La psicoanalisi nell’arte: Marcel Duchamp

La psicoanalisi e l’arte possono essere viste come due fiumi che scorrono lungo i medesimi pendii, collegati da ponti i cui assi sono l’inconscio, l’osservazione, l’immaginazione, la creatività e la rappresentabilità.

Per denotare quegli stati della mente che sono necessari per qualsiasi forma di creatività, un importante psicoanalista, W.R. Bion, ha fatto ricorso alla nozione di Keats di “capacità negativa”.  E’ soltanto nello stato di “not knowing” che ci si apre a possibili movimenti trasformativi. L’analista ed il paziente possono essere incapaci di ascoltare e di vedere cose nuove e possono rifugiarsi nel già noto, bloccando qualsiasi sviluppo. L’apertura all’esperienza del vuoto o del nuovo, che è richiesta nell’arte e nella psicoanalisi, non è data. La ricerca del non finito è sempre oggetto di fascinazione, ma allo stesso tempo anche di angoscia e di rifiuto, riguarda uno stato di apprensione per un pericolo indefinito ed indefinibile.

L’artista, non diversamente da chi compie il lavoro analitico, è costretto a disfare tutto quello che conformismo, pensiero logico e consuetudini hanno sedimentato in lui, per ritornare all’origine dove ciò che è realmente esistito è depositato e sentito come vero. Allora, soltanto allora, che il pensiero ritrova la sua funzione, ed appare possibile il divenire e l’attività creativa.

Consegne:
**1)** Riporti senza alcuna modifica la parte del brano su psicoanalisi e arte che inizia con le parole "Per denotare quegli" e si chiude dopo le parole "indefinito ed indefinibile.".
**2)** Indichi se ciascuna affermazione concorda con il brano su psicoanalisi e arte, rispondendo sì o no e citando fedelmente le parole decisive: (a) Bion si è servito di una nozione di Keats per descrivere gli stati mentali necessari alla creatività; (b) l'apertura all'esperienza del vuoto o del nuovo è data; (c) l'artista deve conservare ciò che il conformismo ha sedimentato in lui.
**3)** Secondo il brano su psicoanalisi e arte, quali sono gli assi dei ponti che collegano i due fiumi?

Record archiviati:
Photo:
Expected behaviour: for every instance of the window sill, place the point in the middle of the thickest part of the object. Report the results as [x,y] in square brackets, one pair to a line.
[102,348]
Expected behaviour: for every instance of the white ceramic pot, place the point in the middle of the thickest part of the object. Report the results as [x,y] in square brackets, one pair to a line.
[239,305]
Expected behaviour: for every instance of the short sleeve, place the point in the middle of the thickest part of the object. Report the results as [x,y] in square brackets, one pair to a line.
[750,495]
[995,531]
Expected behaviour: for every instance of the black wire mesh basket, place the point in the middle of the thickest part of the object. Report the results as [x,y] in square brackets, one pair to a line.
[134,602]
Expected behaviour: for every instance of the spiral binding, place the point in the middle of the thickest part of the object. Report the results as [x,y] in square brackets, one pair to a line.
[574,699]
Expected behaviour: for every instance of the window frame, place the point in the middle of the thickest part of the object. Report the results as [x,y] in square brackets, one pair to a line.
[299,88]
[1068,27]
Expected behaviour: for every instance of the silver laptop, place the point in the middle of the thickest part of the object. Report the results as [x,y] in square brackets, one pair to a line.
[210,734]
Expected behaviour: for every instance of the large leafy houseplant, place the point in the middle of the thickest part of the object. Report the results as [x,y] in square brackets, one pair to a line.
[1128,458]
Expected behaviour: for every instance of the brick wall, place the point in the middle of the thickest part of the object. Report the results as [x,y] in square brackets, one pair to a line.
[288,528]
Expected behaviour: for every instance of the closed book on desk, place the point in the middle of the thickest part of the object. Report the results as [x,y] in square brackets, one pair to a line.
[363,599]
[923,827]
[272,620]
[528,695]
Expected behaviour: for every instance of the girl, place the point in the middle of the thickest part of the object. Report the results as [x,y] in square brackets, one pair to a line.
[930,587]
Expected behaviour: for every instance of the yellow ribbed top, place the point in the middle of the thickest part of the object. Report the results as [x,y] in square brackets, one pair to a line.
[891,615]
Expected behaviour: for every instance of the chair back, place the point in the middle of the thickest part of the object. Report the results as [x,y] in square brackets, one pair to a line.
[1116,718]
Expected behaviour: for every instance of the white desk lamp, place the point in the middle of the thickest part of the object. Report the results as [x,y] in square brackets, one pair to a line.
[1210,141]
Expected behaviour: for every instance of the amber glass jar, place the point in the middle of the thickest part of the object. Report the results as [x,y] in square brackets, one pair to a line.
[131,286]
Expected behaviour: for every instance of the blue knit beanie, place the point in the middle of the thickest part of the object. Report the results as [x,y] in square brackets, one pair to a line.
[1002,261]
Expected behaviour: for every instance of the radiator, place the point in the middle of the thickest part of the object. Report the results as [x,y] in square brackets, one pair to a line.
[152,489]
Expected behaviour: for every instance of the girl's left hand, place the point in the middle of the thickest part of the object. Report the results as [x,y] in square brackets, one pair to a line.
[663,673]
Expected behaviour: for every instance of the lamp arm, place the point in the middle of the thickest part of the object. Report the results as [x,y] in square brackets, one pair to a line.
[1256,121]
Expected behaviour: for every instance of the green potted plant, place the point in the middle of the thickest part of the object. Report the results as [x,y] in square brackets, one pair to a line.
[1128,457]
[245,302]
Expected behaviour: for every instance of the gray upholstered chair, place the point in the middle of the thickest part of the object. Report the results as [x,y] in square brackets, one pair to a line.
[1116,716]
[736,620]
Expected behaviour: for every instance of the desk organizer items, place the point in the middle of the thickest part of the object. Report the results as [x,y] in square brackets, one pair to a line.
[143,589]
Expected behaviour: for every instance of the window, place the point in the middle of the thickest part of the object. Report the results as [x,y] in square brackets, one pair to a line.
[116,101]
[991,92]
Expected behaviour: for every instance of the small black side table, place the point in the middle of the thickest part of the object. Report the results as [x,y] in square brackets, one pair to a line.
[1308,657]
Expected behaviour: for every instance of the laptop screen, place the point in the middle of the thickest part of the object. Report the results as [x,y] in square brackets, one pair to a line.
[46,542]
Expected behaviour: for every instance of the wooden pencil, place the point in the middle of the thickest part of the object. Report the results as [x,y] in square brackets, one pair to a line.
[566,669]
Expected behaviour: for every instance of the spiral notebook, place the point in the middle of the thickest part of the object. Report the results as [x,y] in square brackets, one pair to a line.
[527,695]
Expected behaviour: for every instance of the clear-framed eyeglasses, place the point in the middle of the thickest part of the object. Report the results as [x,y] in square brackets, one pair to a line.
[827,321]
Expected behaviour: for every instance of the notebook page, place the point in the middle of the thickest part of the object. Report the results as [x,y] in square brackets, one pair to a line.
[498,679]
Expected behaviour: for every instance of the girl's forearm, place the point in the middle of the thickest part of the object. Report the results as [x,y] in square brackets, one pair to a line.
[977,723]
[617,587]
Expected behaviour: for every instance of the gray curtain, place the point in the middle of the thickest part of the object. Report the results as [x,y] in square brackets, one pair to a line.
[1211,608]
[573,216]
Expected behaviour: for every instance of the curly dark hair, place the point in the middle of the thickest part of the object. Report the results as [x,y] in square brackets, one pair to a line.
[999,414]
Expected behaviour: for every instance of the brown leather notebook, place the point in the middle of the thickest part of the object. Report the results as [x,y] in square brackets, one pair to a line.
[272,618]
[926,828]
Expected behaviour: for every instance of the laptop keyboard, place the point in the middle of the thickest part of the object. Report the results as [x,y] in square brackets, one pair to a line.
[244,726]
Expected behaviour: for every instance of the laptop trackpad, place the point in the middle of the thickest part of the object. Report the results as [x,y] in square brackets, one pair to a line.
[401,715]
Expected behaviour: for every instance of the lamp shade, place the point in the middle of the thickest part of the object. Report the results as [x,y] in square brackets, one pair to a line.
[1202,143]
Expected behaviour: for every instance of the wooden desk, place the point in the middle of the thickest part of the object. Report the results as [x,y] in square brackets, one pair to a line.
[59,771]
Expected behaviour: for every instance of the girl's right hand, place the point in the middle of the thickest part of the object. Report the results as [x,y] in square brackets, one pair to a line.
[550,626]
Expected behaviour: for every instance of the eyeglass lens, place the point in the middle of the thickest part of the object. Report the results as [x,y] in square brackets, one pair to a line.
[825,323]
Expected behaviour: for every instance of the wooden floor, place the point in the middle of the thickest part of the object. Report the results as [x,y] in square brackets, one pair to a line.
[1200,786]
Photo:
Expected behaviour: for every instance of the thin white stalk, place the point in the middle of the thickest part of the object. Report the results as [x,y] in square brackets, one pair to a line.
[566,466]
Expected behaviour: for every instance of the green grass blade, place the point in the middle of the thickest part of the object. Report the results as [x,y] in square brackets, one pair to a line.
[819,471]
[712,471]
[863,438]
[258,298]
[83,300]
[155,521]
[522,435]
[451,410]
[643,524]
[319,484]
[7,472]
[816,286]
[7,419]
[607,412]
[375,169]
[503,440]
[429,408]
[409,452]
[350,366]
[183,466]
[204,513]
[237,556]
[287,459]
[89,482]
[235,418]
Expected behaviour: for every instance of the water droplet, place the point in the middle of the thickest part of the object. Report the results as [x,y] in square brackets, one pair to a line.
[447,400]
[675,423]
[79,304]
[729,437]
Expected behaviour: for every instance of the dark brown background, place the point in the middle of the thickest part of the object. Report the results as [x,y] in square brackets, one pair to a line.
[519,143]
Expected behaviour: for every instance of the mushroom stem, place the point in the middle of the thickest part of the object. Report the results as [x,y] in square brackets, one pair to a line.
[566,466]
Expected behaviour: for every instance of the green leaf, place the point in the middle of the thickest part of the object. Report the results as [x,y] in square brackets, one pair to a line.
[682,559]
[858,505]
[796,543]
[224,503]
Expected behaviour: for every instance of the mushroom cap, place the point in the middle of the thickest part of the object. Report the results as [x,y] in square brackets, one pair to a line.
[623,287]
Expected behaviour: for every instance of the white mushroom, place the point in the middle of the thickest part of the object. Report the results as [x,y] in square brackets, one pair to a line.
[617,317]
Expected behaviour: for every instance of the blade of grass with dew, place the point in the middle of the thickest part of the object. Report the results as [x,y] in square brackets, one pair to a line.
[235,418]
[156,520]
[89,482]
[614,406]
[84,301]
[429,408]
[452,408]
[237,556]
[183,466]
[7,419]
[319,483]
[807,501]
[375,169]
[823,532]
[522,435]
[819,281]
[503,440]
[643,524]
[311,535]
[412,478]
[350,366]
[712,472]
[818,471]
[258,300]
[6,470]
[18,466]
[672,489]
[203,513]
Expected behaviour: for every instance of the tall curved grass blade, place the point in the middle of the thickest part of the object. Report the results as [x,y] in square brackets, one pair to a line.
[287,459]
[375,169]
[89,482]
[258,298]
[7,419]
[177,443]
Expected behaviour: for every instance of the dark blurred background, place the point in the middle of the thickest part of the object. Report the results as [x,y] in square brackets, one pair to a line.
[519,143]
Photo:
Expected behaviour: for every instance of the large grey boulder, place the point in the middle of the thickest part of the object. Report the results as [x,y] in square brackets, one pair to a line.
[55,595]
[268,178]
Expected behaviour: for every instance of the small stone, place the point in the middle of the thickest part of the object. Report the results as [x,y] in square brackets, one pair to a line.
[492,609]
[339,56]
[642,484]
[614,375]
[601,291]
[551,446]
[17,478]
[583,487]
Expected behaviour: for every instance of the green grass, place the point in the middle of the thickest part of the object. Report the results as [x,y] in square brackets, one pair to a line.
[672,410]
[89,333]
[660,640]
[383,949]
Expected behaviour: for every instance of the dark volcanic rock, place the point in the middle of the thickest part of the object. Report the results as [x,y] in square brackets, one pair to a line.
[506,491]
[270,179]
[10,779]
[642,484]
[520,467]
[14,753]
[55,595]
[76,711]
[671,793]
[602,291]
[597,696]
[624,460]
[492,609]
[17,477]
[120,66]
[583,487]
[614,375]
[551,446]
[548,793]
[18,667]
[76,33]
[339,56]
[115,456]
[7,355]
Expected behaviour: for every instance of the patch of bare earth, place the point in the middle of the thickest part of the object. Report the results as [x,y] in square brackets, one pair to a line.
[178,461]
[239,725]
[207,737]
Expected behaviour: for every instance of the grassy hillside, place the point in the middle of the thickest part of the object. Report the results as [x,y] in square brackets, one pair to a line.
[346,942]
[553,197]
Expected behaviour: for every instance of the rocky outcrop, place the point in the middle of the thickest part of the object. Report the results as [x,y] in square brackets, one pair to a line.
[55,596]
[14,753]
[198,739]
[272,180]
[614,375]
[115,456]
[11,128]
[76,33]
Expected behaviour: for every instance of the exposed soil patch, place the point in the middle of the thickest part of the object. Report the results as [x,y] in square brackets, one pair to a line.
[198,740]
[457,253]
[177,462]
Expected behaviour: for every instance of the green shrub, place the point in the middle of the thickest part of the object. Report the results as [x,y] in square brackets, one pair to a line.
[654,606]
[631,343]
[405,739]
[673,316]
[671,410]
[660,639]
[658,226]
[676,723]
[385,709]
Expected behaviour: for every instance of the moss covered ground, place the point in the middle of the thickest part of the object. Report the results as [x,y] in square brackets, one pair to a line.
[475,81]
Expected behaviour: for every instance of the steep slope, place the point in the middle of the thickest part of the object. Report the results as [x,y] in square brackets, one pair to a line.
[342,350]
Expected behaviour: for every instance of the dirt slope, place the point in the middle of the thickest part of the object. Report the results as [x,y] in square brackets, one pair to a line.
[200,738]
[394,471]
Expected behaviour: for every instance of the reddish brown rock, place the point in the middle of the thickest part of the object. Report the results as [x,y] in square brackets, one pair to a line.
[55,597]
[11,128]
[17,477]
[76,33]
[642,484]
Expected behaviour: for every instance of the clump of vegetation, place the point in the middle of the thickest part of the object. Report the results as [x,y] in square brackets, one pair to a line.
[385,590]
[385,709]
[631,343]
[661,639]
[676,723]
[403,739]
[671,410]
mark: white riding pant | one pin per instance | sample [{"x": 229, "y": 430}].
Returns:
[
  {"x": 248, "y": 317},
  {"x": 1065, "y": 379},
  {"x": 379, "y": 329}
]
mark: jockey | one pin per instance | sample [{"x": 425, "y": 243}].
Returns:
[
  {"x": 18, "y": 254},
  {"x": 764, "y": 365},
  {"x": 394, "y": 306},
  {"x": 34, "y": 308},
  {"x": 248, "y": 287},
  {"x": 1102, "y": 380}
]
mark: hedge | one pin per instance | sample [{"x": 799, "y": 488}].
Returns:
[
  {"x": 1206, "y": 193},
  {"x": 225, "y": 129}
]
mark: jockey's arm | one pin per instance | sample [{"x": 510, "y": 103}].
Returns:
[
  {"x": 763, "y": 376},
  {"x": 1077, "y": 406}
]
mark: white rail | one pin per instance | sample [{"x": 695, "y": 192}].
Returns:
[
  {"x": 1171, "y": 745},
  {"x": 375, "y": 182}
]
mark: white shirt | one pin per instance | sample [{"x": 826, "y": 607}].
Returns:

Soluzioni degli esercizi:
**1)**
Per denotare quegli stati della mente che sono necessari per qualsiasi forma di creatività, un importante psicoanalista, W.R. Bion, ha fatto ricorso alla nozione di Keats di “capacità negativa”.  E’ soltanto nello stato di “not knowing” che ci si apre a possibili movimenti trasformativi. L’analista ed il paziente possono essere incapaci di ascoltare e di vedere cose nuove e possono rifugiarsi nel già noto, bloccando qualsiasi sviluppo. L’apertura all’esperienza del vuoto o del nuovo, che è richiesta nell’arte e nella psicoanalisi, non è data. La ricerca del non finito è sempre oggetto di fascinazione, ma allo stesso tempo anche di angoscia e di rifiuto, riguarda uno stato di apprensione per un pericolo indefinito ed indefinibile.

**2)**
(a) Sì: "ha fatto ricorso alla nozione di Keats di “capacità negativa”".
(b) No: "L’apertura all’esperienza del vuoto o del nuovo, che è richiesta nell’arte e nella psicoanalisi, non è data".
(c) No: "è costretto a disfare tutto quello che conformismo, pensiero logico e consuetudini hanno sedimentato in lui".

**3)** L’inconscio, l’osservazione, l’immaginazione, la creatività e la rappresentabilità.